# Supplied text:
────────
Richard, an 80-year-old Quebecios man, built most of the Sun Camp at which we’re staying. For the last 20 years, he has come to the Dominican Republic in six-month bouts to live life to the fullest. This includes his Dominican girlfriend.
“In Quebec, if I want girlfriend,” he tells me, making a wide arc to indicate a rotund woman.
“But here, I get something more like her,” he points to Jamie, “Or skinnier!”
(This man makes my own father seem downright sophisticated).
A Livable Wage in the Dominican Republic
A fellow American confirms that the old man is regularly escorted back to his apartment by his girlfriend. A girlfriend for whom, Richard says, five or six beers had to be bought. Whenever he dances with girls in the batey, a local neighborhood comprised mostly of Haitians, he gives them 100 pesos, approximately $2.50 US. The average wage in the Dominican Republic is around 200-400 pesos a day, the same amount paid to the workers who helped build many of the buildings at Sun Camp, according to Richard.
Richard was partying last night, in part, because of another departing Canadian. Keith comes from Calgary, and works massive construction projects. He sat at the community table drinking his large bottle of rum and smoking cigarettes. He, too, has been coming back to the DR for years. He had to excuse himself somewhat early on Saturday, though; it was his last night in town, and his Dominican wife wanted to go dancing before he left. She had to be at least six months pregnant.
The Cost to those in the Dominican Republic
Back around the table, a single young man from Minnesota, perhaps 25 years old, speaks as if he’s experienced a lifetime. He’s been here six months and plans on staying six more. He laments the “danger” of Santo Domingo, purses and chains snatched from otherwise unaware people. The topic turns to relationships.
“I would never want to date a Dominican woman,” he pauses, “Every woman who has a husband overseas has a boyfriend here.”
────────
# Data shown:

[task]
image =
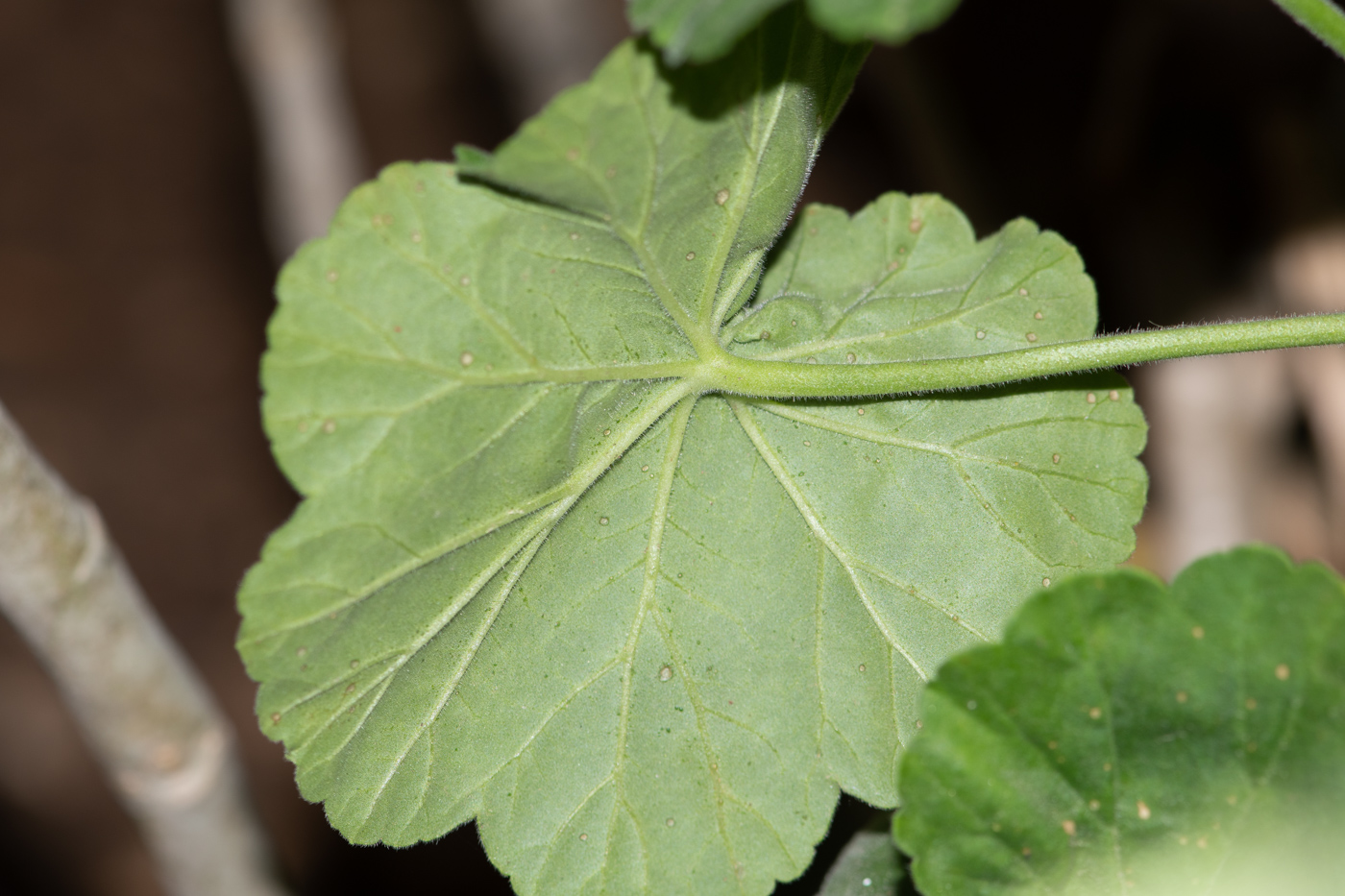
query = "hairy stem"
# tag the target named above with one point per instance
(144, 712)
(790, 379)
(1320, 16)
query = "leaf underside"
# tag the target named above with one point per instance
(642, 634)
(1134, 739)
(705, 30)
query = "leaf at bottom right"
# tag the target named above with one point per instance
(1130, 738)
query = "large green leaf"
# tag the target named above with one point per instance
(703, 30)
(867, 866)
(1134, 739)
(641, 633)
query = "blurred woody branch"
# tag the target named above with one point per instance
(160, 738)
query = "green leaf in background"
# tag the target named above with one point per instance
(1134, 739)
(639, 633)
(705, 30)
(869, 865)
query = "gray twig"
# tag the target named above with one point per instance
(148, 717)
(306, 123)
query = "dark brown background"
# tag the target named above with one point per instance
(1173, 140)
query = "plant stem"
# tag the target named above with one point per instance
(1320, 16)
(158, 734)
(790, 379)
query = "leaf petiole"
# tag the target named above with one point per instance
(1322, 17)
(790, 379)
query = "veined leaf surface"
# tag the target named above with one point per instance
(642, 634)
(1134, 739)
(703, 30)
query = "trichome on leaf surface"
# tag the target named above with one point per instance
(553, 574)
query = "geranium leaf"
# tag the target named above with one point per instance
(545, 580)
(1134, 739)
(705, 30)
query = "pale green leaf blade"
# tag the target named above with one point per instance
────────
# Goal of the exercise:
Continue the account of the expatriates at Sun Camp in the Dominican Republic, starting right after its last sentence.

# Reply to the task:
Earlier that day, we received the humbling opportunity to visit Daniela and Maru. Maru is the mother of Daniela, a little girl maybe six months older than Lily. Jamie and I stood awkwardly in the small cinder-block home, “Los Simpsons” on the small TV in front of the shy Daniela, as a conversation about Daniela’s school future takes place. Tom, a retired Kindergarten teacher from Florida, is looking to get her enrolled, but there are a few problems. Among them, Maru is waiting to hear back from Daniela’s father, a Canadian. Apparently promised a life in Canada, Maru avoided getting Daniela a birth certificate. The lack of certificate and immigrant status in the Dominican Republic makes it difficult to get her into school.
The Canadian has not responded to the inquiries from Diane, Sun Camp’s co-owner.
The Love Economy of the Dominican Republic
I don’t like to get on my high horse about love; I’ve long found the woman I want to be with, and don’t care if she operates entirely in USD. It’s worth it. But there’s a interesting “love economy” at play here in the Dominican Republic, with otherwise solidly middle-class workers acting as MTV-grade rock stars. For less than what most people make for a car payment, you can utterly transform the life of a family in small Dominican towns.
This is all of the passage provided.